* _Request 1_
In the records, from their start through the line that contains "[0,0,1290,851]", inclusive, shift every coordinate in the answers by adding 28 to it, and write all those lines out again with the requests included. Leave the pictures out.

* _Text block_

## Begin

The fact that $$q_3$$ and $$q_{11}$$ are infinitely near follows from the fact that $$p_3\in (p_9p_{10})$$, the latter line being blown down to $$q_{11}$$ by $$\phi$$.

It remains to show that $$q_9\in (q_7q_8)$$. For this, observe that the total $$\phi$$-image of $$(p_7p_8)$$ is the conic $$C(q_7,q_8,q_9,q_{10},q_{11})$$. However, since $$p_9\in (p_7p_8)$$, the blow-up of $$p_9$$ splits off this conic. This is the line $$(q_{10}q_{11})$$, and it does not contain any of the points $$q_7$$, $$q_8$$, $$q_9$$. Thus, the proper $$\phi$$-image of $$(p_7p_8)$$ is a line containing the latter three points, which are therefore collinear. $$\square$$

For an actual computation of the map $$\phi$$, we can assume, without loss of generality, that pencil (23) consists of symmetric biquadratics, i.e., its double points are

\begin{aligned} q_7=\phi (p_7)=[0:1:0], \quad q_8=\phi (p_8)=[1:0:0], \end{aligned}

while the points

\begin{aligned} q_9=\phi ((p_{10}p_{11}))=\phi (\{y=0\}), \quad q_{11} =\phi ((p_{9}p_{10}))=\phi (\{y-x=1\}) \end{aligned}

lie on the symmetry axis $$u=v$$. This still leaves us with one free parameter. It can be chosen so that

\begin{aligned} \phi (x,y,z) = \big [ z^2-x^2-y^2+x y : z^2-x^2-y z : x y \big ]. \end{aligned}
(25)

## End

Rows of box annotation data:

## Begin

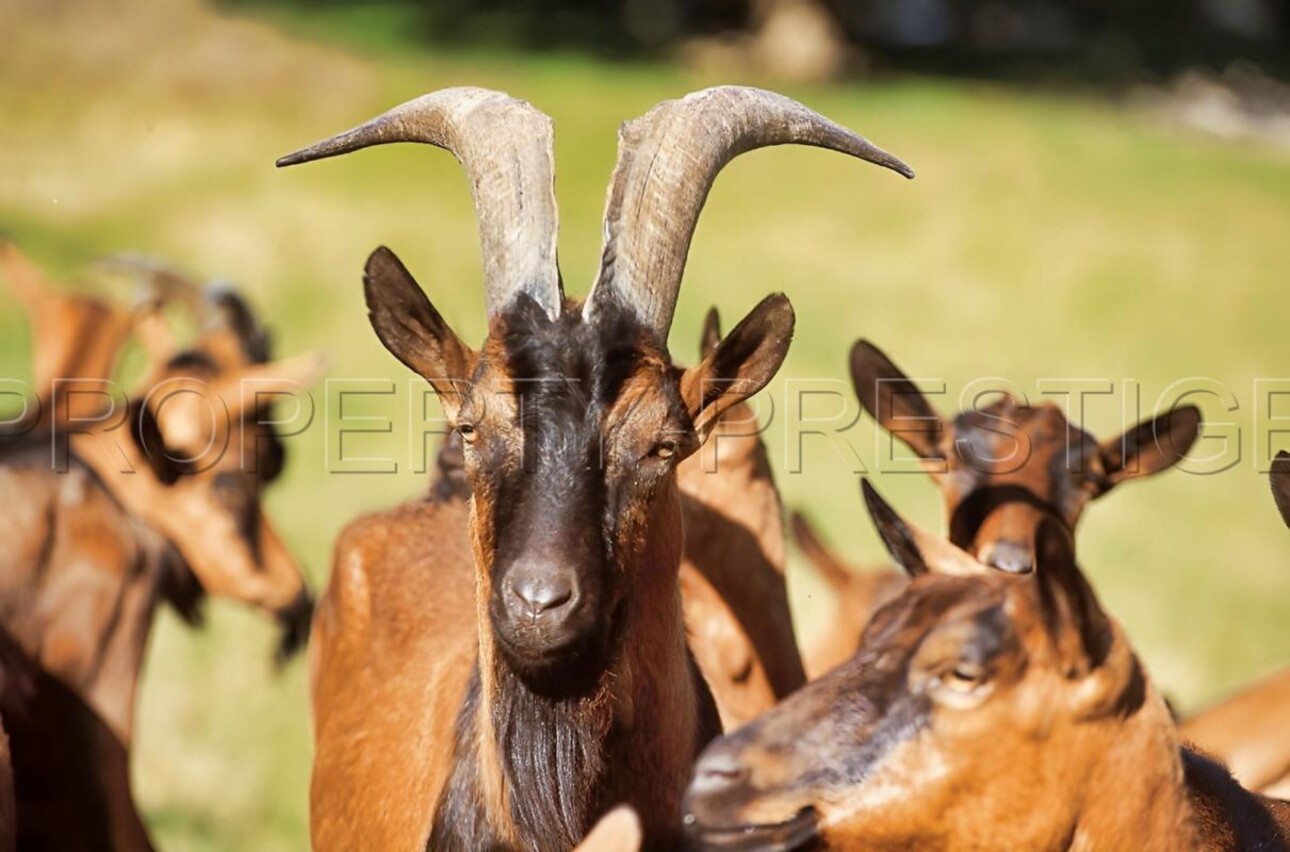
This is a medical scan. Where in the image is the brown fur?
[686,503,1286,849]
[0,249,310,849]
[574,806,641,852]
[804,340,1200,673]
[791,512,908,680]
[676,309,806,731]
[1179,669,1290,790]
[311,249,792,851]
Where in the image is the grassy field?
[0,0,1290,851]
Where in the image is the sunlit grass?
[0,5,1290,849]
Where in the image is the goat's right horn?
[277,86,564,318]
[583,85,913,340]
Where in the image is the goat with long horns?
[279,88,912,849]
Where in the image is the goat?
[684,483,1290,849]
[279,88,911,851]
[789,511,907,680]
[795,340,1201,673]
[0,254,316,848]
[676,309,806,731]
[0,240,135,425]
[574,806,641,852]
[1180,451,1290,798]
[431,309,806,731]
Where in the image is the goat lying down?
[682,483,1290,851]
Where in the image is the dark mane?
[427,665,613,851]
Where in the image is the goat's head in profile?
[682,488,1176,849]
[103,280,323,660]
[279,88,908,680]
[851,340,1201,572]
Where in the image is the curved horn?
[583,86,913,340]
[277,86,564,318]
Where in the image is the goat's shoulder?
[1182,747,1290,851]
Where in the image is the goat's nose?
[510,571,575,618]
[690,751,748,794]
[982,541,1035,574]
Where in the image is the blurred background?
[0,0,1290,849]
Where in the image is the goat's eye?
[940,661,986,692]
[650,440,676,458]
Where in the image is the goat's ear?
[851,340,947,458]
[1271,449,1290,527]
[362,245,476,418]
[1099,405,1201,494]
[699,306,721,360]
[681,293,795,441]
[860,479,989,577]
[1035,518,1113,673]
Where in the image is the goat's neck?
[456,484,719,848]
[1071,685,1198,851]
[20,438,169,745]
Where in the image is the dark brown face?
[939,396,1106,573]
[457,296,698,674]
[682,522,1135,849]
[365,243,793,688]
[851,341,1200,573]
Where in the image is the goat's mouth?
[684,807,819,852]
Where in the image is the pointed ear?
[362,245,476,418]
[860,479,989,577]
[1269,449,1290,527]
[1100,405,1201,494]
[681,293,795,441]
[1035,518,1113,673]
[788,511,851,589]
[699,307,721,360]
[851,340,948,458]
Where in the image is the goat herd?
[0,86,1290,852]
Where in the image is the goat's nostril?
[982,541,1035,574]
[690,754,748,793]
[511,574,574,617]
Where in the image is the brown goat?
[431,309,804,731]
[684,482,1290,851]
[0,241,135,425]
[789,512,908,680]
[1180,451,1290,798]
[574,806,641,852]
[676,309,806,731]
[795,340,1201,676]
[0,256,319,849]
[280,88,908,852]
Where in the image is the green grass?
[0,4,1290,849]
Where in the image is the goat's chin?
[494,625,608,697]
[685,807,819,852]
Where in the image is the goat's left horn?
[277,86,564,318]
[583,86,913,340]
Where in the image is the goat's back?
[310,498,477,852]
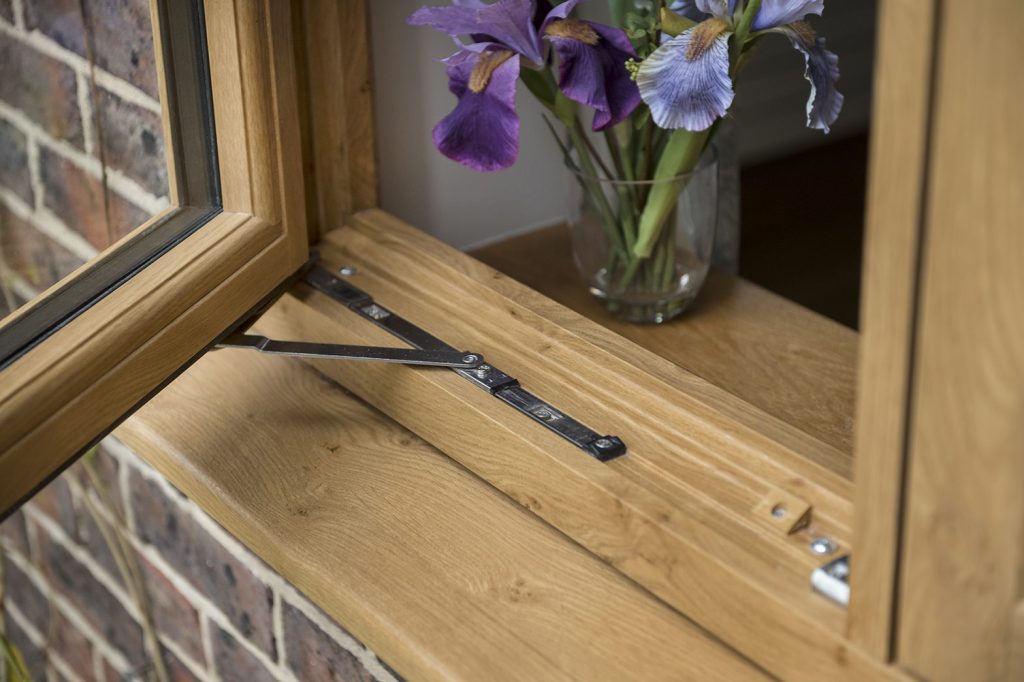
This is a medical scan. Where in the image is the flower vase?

## End

* _Request 2_
Answer these questions from the passage on the map $$\phi$$.
(a) Which line is blown down to $$q_{11}$$ by $$\phi$$?
(b) What is the total $$\phi$$-image of $$(p_7p_8)$$?
(c) On what axis do the points $$q_9$$ and $$q_{11}$$ lie?

* _Full answer 1_
This is a medical scan. Where in the image is the brown fur?
[714,531,1314,877]
[28,277,338,877]
[602,834,669,880]
[832,368,1228,701]
[819,540,936,708]
[704,337,834,759]
[1207,697,1318,818]
[339,277,820,879]
Where in the image is the grassy field?
[28,28,1318,879]

* _Full answer 2_
(a) The line $$(p_9p_{10})$$.
(b) The conic $$C(q_7,q_8,q_9,q_{10},q_{11})$$.
(c) The symmetry axis $$u=v$$.